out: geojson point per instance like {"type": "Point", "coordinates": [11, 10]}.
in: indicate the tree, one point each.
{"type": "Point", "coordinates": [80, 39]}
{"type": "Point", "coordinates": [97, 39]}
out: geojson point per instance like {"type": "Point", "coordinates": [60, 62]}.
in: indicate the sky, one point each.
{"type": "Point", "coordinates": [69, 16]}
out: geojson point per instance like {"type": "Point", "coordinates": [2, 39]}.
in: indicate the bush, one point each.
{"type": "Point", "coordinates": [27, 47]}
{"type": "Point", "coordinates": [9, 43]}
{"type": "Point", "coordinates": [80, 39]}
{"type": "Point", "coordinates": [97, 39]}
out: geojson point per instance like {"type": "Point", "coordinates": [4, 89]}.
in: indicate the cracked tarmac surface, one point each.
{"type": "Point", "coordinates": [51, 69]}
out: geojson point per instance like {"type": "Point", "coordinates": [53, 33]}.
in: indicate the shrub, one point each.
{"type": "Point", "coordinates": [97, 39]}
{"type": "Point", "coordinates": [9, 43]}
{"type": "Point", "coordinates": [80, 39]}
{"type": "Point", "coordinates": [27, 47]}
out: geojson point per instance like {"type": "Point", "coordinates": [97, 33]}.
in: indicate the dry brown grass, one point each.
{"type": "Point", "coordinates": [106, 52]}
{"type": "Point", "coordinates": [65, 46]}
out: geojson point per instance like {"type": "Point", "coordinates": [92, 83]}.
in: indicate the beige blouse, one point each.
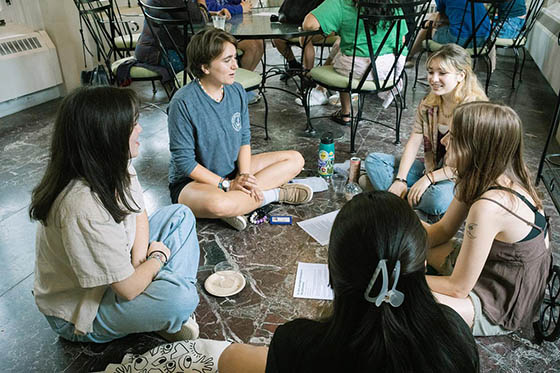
{"type": "Point", "coordinates": [80, 252]}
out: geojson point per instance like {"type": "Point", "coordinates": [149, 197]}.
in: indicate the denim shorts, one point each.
{"type": "Point", "coordinates": [482, 326]}
{"type": "Point", "coordinates": [444, 36]}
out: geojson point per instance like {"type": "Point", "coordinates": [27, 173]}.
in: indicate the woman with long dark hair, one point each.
{"type": "Point", "coordinates": [103, 270]}
{"type": "Point", "coordinates": [496, 277]}
{"type": "Point", "coordinates": [384, 316]}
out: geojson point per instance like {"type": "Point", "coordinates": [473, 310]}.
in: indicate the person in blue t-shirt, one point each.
{"type": "Point", "coordinates": [212, 170]}
{"type": "Point", "coordinates": [453, 24]}
{"type": "Point", "coordinates": [253, 50]}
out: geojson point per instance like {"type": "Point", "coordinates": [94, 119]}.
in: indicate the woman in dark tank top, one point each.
{"type": "Point", "coordinates": [384, 317]}
{"type": "Point", "coordinates": [495, 278]}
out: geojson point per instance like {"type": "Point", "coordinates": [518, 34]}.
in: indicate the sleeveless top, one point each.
{"type": "Point", "coordinates": [512, 283]}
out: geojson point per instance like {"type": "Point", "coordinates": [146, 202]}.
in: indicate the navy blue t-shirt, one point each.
{"type": "Point", "coordinates": [203, 131]}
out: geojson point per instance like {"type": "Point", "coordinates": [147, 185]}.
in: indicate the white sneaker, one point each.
{"type": "Point", "coordinates": [316, 97]}
{"type": "Point", "coordinates": [189, 330]}
{"type": "Point", "coordinates": [335, 99]}
{"type": "Point", "coordinates": [237, 222]}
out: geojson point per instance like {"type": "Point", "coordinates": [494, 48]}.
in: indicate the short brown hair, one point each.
{"type": "Point", "coordinates": [205, 46]}
{"type": "Point", "coordinates": [488, 142]}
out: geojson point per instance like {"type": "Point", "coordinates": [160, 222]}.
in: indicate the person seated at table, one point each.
{"type": "Point", "coordinates": [253, 50]}
{"type": "Point", "coordinates": [339, 16]}
{"type": "Point", "coordinates": [212, 169]}
{"type": "Point", "coordinates": [286, 51]}
{"type": "Point", "coordinates": [452, 82]}
{"type": "Point", "coordinates": [103, 270]}
{"type": "Point", "coordinates": [515, 20]}
{"type": "Point", "coordinates": [384, 317]}
{"type": "Point", "coordinates": [496, 277]}
{"type": "Point", "coordinates": [452, 24]}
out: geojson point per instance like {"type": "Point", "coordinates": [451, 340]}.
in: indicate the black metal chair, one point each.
{"type": "Point", "coordinates": [547, 327]}
{"type": "Point", "coordinates": [104, 26]}
{"type": "Point", "coordinates": [517, 43]}
{"type": "Point", "coordinates": [327, 77]}
{"type": "Point", "coordinates": [471, 44]}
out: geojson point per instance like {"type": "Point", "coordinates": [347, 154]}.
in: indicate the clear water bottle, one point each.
{"type": "Point", "coordinates": [326, 155]}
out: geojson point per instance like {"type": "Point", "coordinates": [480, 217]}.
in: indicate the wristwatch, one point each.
{"type": "Point", "coordinates": [159, 257]}
{"type": "Point", "coordinates": [224, 184]}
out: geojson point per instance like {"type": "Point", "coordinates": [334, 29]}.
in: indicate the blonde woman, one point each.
{"type": "Point", "coordinates": [495, 279]}
{"type": "Point", "coordinates": [427, 183]}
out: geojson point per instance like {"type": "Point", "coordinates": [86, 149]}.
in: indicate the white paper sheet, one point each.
{"type": "Point", "coordinates": [312, 282]}
{"type": "Point", "coordinates": [319, 227]}
{"type": "Point", "coordinates": [317, 183]}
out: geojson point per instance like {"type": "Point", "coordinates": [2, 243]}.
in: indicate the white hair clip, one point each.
{"type": "Point", "coordinates": [393, 296]}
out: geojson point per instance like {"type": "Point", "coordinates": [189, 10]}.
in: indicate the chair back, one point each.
{"type": "Point", "coordinates": [533, 11]}
{"type": "Point", "coordinates": [388, 19]}
{"type": "Point", "coordinates": [105, 24]}
{"type": "Point", "coordinates": [492, 15]}
{"type": "Point", "coordinates": [171, 28]}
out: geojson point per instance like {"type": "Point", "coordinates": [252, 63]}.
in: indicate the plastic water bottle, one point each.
{"type": "Point", "coordinates": [326, 155]}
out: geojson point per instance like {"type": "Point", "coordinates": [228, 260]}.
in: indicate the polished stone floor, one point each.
{"type": "Point", "coordinates": [267, 255]}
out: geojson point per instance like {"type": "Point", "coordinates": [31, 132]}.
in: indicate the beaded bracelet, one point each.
{"type": "Point", "coordinates": [157, 256]}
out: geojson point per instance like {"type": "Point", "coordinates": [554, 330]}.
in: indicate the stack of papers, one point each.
{"type": "Point", "coordinates": [312, 282]}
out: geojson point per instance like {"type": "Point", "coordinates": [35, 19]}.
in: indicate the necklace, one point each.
{"type": "Point", "coordinates": [446, 116]}
{"type": "Point", "coordinates": [212, 97]}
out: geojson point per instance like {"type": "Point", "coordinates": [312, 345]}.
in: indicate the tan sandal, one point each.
{"type": "Point", "coordinates": [339, 118]}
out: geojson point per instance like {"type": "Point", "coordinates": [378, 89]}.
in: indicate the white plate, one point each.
{"type": "Point", "coordinates": [224, 283]}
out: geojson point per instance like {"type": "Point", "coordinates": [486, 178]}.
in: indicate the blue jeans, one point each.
{"type": "Point", "coordinates": [511, 27]}
{"type": "Point", "coordinates": [444, 36]}
{"type": "Point", "coordinates": [166, 303]}
{"type": "Point", "coordinates": [382, 169]}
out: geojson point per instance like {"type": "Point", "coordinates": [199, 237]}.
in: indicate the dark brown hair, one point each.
{"type": "Point", "coordinates": [90, 142]}
{"type": "Point", "coordinates": [205, 47]}
{"type": "Point", "coordinates": [487, 142]}
{"type": "Point", "coordinates": [417, 336]}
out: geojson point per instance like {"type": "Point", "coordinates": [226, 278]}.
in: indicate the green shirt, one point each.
{"type": "Point", "coordinates": [339, 16]}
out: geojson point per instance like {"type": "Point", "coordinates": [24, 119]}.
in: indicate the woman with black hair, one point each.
{"type": "Point", "coordinates": [384, 317]}
{"type": "Point", "coordinates": [103, 270]}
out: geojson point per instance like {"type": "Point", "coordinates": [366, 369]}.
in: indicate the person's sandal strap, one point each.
{"type": "Point", "coordinates": [338, 117]}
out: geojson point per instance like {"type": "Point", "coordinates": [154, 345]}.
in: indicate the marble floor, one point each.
{"type": "Point", "coordinates": [267, 255]}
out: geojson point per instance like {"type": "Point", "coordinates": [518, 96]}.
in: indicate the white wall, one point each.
{"type": "Point", "coordinates": [61, 21]}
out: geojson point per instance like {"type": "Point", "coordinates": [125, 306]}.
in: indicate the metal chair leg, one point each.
{"type": "Point", "coordinates": [522, 64]}
{"type": "Point", "coordinates": [398, 117]}
{"type": "Point", "coordinates": [405, 87]}
{"type": "Point", "coordinates": [416, 67]}
{"type": "Point", "coordinates": [488, 71]}
{"type": "Point", "coordinates": [265, 114]}
{"type": "Point", "coordinates": [355, 120]}
{"type": "Point", "coordinates": [305, 102]}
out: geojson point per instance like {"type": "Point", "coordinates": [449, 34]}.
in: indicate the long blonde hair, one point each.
{"type": "Point", "coordinates": [454, 58]}
{"type": "Point", "coordinates": [487, 142]}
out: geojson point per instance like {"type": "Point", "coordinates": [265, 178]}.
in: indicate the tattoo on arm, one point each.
{"type": "Point", "coordinates": [470, 231]}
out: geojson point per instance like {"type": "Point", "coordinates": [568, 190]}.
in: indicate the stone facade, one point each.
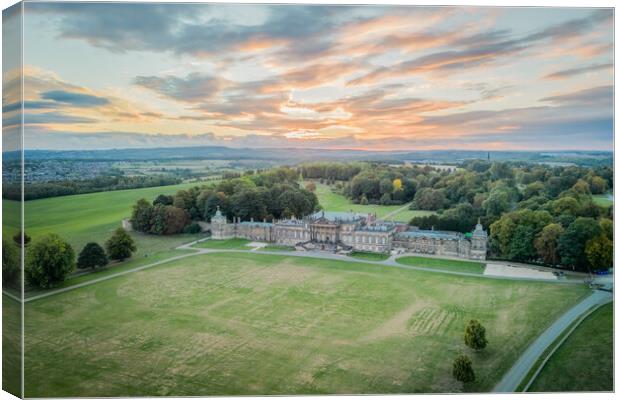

·····

ACTIVITY
Lines from the one with "in: indicate the long" through the final line of the records are the whole answer; print them exactly, minus any pictures.

REPLY
in: indicate the long blonde hair, one point each.
{"type": "Point", "coordinates": [454, 58]}
{"type": "Point", "coordinates": [487, 142]}
out: geojson point per instance like {"type": "Point", "coordinates": [265, 178]}.
in: indicate the tattoo on arm, one point each.
{"type": "Point", "coordinates": [470, 231]}
out: geojson point per instance like {"type": "Point", "coordinates": [568, 190]}.
in: indicate the stone facade, one point each.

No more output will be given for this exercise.